• [WHAT TO WORK ON] Return the records below word for word, from their first line through the line holding "pixel 234 115", both ends included.

• [LISTED RECORDS]
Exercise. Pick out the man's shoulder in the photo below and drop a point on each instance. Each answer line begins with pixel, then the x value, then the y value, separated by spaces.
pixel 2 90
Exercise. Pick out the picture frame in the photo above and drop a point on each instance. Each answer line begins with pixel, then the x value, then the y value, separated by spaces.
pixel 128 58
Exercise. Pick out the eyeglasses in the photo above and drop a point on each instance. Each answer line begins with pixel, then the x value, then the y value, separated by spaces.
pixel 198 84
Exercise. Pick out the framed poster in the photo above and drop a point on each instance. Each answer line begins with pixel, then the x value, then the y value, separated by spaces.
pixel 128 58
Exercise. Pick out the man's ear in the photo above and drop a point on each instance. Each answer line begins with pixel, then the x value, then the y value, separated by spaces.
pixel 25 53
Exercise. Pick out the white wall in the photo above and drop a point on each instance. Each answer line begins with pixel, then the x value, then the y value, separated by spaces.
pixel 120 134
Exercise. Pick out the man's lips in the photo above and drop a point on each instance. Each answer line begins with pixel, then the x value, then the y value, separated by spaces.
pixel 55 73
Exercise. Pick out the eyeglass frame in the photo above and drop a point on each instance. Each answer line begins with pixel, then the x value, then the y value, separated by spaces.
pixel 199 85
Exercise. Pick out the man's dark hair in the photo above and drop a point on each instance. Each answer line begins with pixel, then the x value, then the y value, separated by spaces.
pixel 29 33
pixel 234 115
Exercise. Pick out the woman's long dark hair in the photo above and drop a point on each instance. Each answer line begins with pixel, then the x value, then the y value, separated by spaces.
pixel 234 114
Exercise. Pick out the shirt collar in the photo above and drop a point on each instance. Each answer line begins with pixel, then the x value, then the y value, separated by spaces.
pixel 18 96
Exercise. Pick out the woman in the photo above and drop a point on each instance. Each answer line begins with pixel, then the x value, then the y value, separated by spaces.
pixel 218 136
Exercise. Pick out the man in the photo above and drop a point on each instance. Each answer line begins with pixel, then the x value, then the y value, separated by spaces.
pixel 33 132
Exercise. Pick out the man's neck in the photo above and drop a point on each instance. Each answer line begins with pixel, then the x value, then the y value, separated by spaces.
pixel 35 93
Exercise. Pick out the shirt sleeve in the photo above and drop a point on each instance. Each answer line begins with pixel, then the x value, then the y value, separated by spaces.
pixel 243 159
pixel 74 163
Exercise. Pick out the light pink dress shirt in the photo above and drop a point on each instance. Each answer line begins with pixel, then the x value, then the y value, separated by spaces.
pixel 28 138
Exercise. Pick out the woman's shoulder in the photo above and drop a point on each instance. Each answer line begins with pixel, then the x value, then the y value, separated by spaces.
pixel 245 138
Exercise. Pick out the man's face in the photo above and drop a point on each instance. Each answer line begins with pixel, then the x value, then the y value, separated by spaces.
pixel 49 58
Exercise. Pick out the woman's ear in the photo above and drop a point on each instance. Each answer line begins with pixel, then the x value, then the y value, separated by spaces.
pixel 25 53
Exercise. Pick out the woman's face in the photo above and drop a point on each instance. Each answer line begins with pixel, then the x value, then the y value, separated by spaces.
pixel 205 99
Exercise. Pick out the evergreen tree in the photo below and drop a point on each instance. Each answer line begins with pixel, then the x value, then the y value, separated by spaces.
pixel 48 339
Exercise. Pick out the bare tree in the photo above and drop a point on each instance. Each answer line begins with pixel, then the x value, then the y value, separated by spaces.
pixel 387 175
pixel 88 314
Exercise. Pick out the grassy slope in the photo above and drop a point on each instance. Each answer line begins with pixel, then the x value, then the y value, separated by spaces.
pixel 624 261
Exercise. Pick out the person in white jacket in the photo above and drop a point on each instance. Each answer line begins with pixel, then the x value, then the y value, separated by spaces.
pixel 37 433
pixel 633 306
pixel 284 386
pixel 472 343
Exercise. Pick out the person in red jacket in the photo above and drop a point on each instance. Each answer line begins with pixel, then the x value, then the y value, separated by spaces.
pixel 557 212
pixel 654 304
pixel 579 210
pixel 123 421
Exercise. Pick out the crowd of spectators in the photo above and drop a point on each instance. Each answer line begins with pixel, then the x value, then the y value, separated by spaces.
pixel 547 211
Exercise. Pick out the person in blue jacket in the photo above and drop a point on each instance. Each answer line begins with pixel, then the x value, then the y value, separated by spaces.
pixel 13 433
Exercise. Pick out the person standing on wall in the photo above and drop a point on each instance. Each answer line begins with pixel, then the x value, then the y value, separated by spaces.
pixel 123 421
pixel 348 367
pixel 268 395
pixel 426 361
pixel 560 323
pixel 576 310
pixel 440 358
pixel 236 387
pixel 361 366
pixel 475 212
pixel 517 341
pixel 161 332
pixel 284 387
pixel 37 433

• [EXERCISE OUTPUT]
Exercise. Pick out the man's shoulder in the photo below and drop a point on each instance. Each answer line begins with pixel, then the x value, then the y value, separated by spaces.
pixel 2 90
Exercise. Pick out the picture frame in the photo above and drop a point on each instance. Each answer line begins with pixel, then the x value, then the y value, separated by spaces.
pixel 128 58
Exercise. Pick out the eyeglasses in the photo above and drop a point on each instance. Each answer line begins with pixel, then the x value, then the y value, separated by spaces.
pixel 198 84
Exercise. Pick out the framed poster in the photo above and drop a point on each instance. Each answer line begins with pixel, then the x value, then the y value, separated by spaces.
pixel 128 58
Exercise. Pick out the man's ear in the photo above and drop a point on each instance. Each answer line begins with pixel, then the x value, then the y value, separated by spaces.
pixel 25 53
Exercise. Pick out the white wall in the photo above and drop a point on each instance. Each answer line begins with pixel, then the x value, then the y value, separated by spaces.
pixel 120 134
Exercise. Pick out the man's lips in the photo above and drop a point on each instance. Each answer line begins with pixel, then the x value, then the y value, separated by spaces.
pixel 55 73
Exercise. Pick out the eyeglass frame in the photo above and drop a point on each instance. Each answer line begins with pixel, then the x value, then the y value, separated by spaces.
pixel 199 85
Exercise. Pick out the man's dark hair in the photo above and drop a point on each instance. Each answer line begins with pixel, then the x value, then the y value, separated by spaces.
pixel 29 33
pixel 234 115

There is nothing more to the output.